• **Task directions**
Track down each line below containing the string "wicker" and copy it.

[Referring expression pointing data]
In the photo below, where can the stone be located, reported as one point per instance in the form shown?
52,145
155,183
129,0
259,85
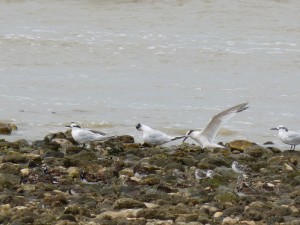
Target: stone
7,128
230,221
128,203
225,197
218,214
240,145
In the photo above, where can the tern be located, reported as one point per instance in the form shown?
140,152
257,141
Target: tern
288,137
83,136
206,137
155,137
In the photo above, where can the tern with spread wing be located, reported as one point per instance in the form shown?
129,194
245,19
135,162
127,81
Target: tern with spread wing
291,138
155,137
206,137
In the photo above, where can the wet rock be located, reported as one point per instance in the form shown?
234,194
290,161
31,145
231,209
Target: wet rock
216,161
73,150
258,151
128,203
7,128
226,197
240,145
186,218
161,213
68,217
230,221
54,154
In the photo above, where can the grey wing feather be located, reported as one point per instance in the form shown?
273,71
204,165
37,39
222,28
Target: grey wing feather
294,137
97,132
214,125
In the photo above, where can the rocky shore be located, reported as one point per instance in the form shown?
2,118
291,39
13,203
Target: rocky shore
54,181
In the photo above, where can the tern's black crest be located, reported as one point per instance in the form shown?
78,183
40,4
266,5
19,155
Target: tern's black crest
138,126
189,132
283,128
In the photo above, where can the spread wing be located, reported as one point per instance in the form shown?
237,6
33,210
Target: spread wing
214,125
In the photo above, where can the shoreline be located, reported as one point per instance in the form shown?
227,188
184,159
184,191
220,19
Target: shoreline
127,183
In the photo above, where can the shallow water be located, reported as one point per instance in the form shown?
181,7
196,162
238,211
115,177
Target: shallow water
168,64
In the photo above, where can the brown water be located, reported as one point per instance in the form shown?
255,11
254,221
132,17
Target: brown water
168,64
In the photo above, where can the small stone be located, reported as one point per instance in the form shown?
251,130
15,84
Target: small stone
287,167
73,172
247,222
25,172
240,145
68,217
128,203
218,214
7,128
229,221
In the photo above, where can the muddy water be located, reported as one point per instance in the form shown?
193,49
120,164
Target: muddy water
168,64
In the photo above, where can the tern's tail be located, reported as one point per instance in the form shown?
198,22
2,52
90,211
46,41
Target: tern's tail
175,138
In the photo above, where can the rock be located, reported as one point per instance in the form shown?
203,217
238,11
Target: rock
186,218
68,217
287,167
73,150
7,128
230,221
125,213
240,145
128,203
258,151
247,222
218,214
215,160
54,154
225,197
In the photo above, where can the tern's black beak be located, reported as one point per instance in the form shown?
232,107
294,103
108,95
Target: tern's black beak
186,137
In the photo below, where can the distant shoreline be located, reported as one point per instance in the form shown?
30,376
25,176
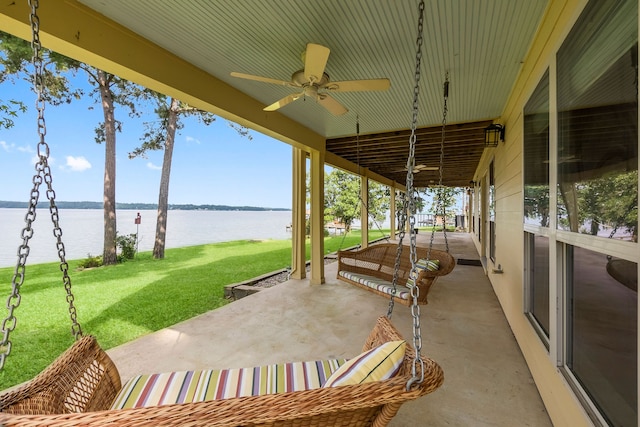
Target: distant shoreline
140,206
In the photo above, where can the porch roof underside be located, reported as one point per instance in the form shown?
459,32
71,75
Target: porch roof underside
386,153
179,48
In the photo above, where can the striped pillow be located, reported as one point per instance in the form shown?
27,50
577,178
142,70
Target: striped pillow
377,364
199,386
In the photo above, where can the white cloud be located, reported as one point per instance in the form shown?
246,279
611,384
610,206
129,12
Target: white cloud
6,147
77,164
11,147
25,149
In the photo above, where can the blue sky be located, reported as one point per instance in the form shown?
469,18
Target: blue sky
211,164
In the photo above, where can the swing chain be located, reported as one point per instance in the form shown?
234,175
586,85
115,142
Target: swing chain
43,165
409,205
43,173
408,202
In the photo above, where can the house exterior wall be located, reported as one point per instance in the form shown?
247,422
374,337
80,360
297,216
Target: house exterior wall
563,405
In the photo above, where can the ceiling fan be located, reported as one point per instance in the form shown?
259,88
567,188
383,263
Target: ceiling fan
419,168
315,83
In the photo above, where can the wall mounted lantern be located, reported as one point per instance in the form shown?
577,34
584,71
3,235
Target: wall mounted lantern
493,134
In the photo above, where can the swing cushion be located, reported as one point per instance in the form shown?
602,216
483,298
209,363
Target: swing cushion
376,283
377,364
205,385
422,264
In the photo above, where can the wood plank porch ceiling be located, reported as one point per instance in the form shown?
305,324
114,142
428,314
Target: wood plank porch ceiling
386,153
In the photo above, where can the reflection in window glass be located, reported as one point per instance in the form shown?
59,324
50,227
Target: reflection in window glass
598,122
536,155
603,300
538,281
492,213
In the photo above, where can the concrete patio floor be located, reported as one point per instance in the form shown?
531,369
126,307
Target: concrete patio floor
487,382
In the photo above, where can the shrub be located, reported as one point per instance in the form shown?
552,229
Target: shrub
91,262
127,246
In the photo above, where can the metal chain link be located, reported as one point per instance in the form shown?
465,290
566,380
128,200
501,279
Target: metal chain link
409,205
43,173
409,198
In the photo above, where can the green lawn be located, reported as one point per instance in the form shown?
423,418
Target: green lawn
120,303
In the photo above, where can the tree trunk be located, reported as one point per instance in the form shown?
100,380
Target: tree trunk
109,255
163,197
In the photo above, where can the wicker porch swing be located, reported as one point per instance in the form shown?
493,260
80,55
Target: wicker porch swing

• **Answer to this problem**
In the photo above, where can the wicker porch swing be located, reported as one point per instance in the form shown?
Target: wicker porch swing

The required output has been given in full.